WHAT TO WORK ON
[1] From the expo bid text, list every strength given under "Our strengths are many:".
[2] Reproduce the stretch of the expo bid text from "Our Achilles heel" through "fit the theme)", substituting "Acclaimed" for "Award-winning".

SUPPLIED TEXT

Likely Economic Impact
The projected audience is 12M visitors from 140 countries driving $1.4 billion in spending. The draw for these events is generally 10% local, 40% regional, 45% national and 5% international. Just off 494, our site already experiences clogged rush hour traffic, but with 12,000 hotel rooms in walking distance, connected bike trails and our transit infrastructure, it is estimated that up to 70% of expo visitors will use public transit and shuttles and only 5% will drive. There is room along the 494 corridor for more dedicated bus/shuttle lanes.
Legacy of the Infrastructure/Exhibition Buildings
While the actual buildings haven’t been designed in detail, there are colleges in universities interested in locating some operations to the Twin Cities and to this site.
What Are Our Chances?
Our Achilles heel is current foreign policy coupled with our long absence from BIE membership.
Our strengths are many:
  • Award-winning airport nearby
  • Award-winning transit system already in place and scheduled to expand
  • Award-winning parks and bike trails (which also fit the theme)
  • The nearby attraction of MOA
  • Decades of experience hosting hundreds of major events
Our bid as finalist received 45 votes from the 90 voting members of the BIE and we only need 46 votes to win.
After a brief Q&A, President Faletti adjourned the meeting with a recitation of the Four Way Test.

SOURCE MATERIAL
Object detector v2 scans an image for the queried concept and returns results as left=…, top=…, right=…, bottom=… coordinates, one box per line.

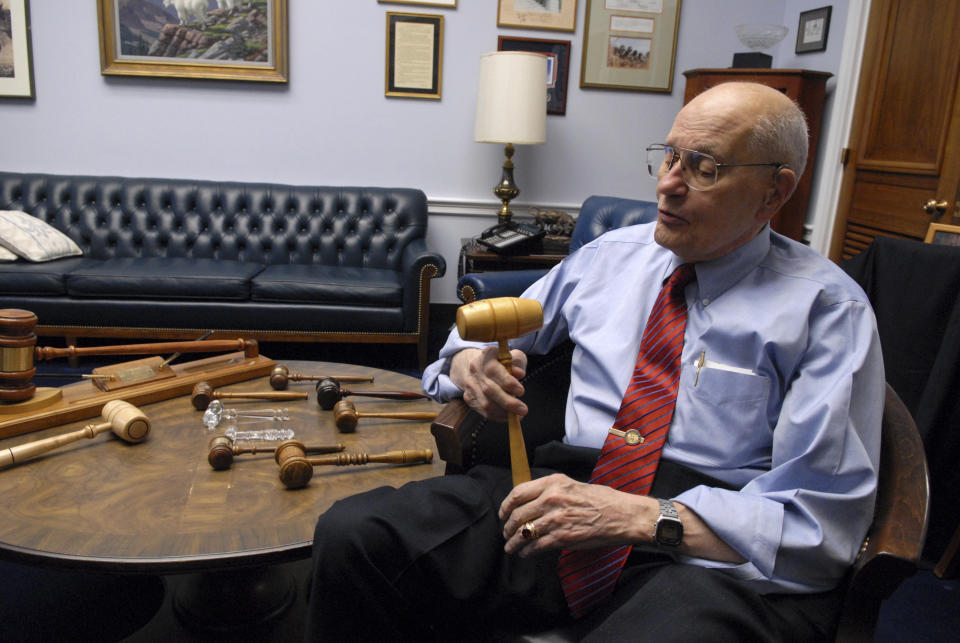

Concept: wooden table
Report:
left=0, top=361, right=444, bottom=632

SOLUTIONS BELOW
[1]
- Award-winning airport nearby
- Award-winning transit system already in place and scheduled to expand
- Award-winning parks and bike trails (which also fit the theme)
- The nearby attraction of MOA
- Decades of experience hosting hundreds of major events

[2]
Our Achilles heel is current foreign policy coupled with our long absence from BIE membership.
Our strengths are many:
  • Acclaimed airport nearby
  • Acclaimed transit system already in place and scheduled to expand
  • Acclaimed parks and bike trails (which also fit the theme)